_Requirement A_. Reproduce the session listing between "MC: Alice Moon" and "Norton (Harvard Business School, Harvard University)", inclusive.
_Requirement B_. In the session listing, who are the authors of the paper "Opportunity Neglect"?
_Requirement C_. According to the session listing, who is the discussant for session 5C?

_Reading text_.
Track 5: Judgment & Decision Making I
Dan Schley (Erasmus University)

5C. Uncertainty

Friday, March 4
2:00pm – 3:30pm EST
Discussant: Philip Fernbach (University of Colorado-Boulder)
MC: Alice Moon (University of Pennsylvania)
Calendar Invite: Add to calendar
Student Coordinator: Donald Gaffney (Vanderbilt University) (donald.r.gaffney@Vanderbilt.Edu)

Competitive Papers

Opportunity Neglect
Authors: Emily Prinsloo (Harvard Business School, Harvard University), Kate Barasz (ESADE Business School, Ramon Llull University), Leslie John (Harvard Business School, Harvard University), Mike Norton (Harvard Business School, Harvard University)
Presenting Author: Emily Prinsloo (Harvard Business School, Harvard University)
Nine preregistered studies (N=2,589) conducted in the field, lab, and online document a tendency to reject opportunities with low probability of success, even when objectively costless and with only upside. Across studies, between 23.0% to 56.4% of participants exhibited opportunity neglect, driven by their feeling of having “nothing to gain.”
Source Memory is More Accurate for Subjective Claims than for Objective Claims
Authors: Daniel J. Mirny (UCLA Anderson School of Management), Stephen A. Spiller (University of California Los Angeles)
Presenting Author: Daniel J. Mirny (UCLA Anderson School of Management)

_Given data_.
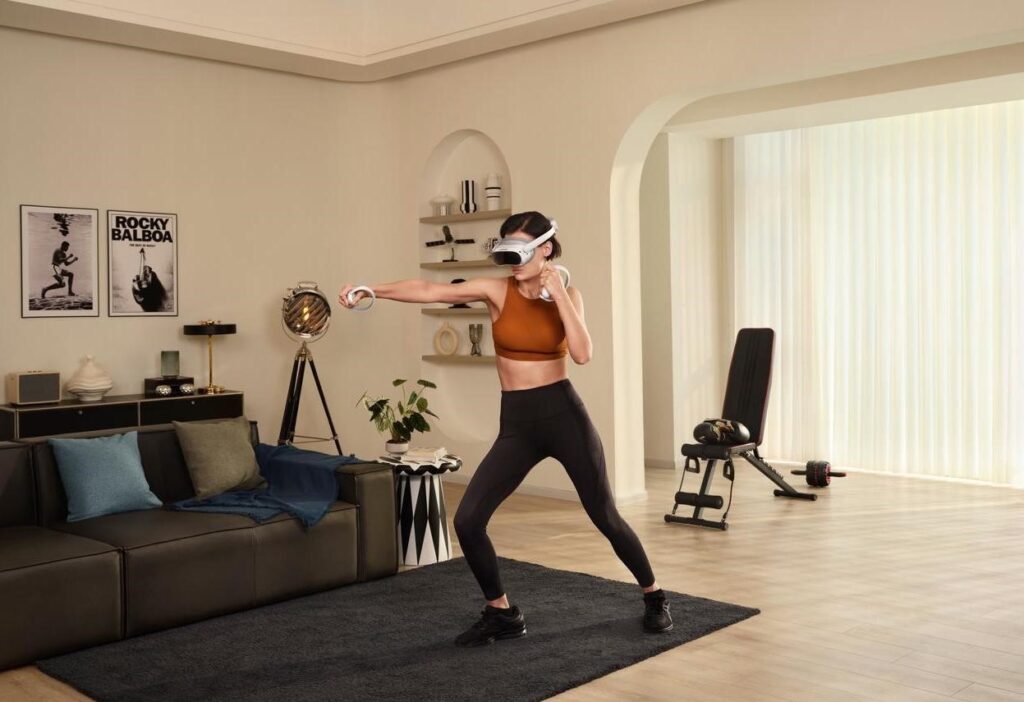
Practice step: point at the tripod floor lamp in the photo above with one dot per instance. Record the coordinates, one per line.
(305, 315)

_Answer A_.
MC: Alice Moon (University of Pennsylvania)
Calendar Invite: Add to calendar
Student Coordinator: Donald Gaffney (Vanderbilt University) (donald.r.gaffney@Vanderbilt.Edu)

Competitive Papers

Opportunity Neglect
Authors: Emily Prinsloo (Harvard Business School, Harvard University), Kate Barasz (ESADE Business School, Ramon Llull University), Leslie John (Harvard Business School, Harvard University), Mike Norton (Harvard Business School, Harvard University)

_Answer B_. Emily Prinsloo, Kate Barasz, Leslie John, Mike Norton

_Answer C_. Philip Fernbach of the University of Colorado-Boulder.